Prompt »
Reproduce the records below from the line holding "(12,242) (no space after the comma)." through the end of the records, inclusive, with "curved branch" changed to "bent branch" and nothing else altered. Give only those lines.

Input rows »
= = = =

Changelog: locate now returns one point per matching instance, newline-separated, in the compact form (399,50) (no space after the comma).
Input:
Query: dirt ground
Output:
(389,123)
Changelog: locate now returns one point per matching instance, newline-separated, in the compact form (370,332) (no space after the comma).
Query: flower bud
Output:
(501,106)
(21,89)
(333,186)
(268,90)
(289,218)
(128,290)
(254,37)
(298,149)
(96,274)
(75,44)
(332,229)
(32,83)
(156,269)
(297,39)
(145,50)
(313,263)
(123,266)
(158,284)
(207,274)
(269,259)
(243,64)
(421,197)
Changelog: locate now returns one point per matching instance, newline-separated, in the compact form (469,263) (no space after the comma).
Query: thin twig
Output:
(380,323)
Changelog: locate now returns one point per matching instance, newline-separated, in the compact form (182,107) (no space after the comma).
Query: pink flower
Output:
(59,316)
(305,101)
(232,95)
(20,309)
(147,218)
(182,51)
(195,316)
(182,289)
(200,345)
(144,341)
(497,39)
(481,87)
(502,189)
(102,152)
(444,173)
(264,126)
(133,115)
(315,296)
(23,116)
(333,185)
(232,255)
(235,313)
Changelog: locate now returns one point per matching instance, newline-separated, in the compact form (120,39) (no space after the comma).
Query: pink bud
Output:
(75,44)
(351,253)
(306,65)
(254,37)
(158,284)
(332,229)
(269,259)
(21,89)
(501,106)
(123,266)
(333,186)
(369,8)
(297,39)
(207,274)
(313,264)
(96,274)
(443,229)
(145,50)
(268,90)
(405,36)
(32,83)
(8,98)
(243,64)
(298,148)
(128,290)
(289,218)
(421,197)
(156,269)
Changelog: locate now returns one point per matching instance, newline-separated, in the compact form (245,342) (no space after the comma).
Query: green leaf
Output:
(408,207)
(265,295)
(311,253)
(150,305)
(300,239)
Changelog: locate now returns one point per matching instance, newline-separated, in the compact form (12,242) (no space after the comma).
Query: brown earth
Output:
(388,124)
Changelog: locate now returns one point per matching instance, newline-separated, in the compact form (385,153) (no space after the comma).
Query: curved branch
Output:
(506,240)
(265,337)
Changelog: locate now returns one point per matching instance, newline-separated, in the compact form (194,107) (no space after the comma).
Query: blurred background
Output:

= = = =

Final answer »
Changelog: locate now returns one point per matching instance, newline-separated, in the compact form (12,242) (no space after the comma).
Query: brown earth
Output:
(388,124)
Changelog: locate now returns one point per matching instance, newline-separated, in the compact form (385,153) (no space after the comma).
Query: bent branch
Output:
(506,240)
(265,337)
Changelog: locate now returns one point per matching instance, newline-separated, in the compact form (194,107) (no space after the comma).
Query: blurred background
Output:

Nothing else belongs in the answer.